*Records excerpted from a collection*
********
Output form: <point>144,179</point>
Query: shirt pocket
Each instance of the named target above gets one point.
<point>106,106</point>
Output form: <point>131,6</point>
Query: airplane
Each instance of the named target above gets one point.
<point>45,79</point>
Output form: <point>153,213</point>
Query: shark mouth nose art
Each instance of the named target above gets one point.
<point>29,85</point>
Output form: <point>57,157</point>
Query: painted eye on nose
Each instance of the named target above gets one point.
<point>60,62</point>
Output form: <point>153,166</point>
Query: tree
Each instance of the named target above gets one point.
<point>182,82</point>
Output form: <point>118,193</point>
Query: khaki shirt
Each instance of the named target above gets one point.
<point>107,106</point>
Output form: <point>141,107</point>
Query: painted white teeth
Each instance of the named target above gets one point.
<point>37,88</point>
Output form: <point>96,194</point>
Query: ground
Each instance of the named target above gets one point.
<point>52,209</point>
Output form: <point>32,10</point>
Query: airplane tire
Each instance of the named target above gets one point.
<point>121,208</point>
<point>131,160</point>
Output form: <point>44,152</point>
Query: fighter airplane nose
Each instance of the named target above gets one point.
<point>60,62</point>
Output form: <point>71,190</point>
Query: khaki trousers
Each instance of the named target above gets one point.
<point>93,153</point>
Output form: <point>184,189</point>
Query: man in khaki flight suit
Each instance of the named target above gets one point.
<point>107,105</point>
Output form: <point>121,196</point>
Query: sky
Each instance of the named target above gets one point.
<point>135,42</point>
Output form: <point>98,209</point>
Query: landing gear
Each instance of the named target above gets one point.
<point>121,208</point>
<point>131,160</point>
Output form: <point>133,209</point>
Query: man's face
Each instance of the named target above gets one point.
********
*TASK BRIEF*
Please render the records above, from their start through the line containing "<point>29,85</point>", as a Markdown table with the columns Row and Line, omitting blank lines.

*EXPECTED ANSWER*
| Row | Line |
|---|---|
| 1 | Output form: <point>144,179</point> |
| 2 | Query: shirt pocket |
| 3 | Each instance of the named target above gets one point. |
| 4 | <point>106,106</point> |
| 5 | Output form: <point>131,6</point> |
| 6 | Query: airplane |
| 7 | Each instance of the named target above gets one point. |
| 8 | <point>45,79</point> |
| 9 | Output form: <point>153,213</point> |
| 10 | Query: shark mouth nose art |
| 11 | Each instance of the named target above gets one point. |
| 12 | <point>29,85</point> |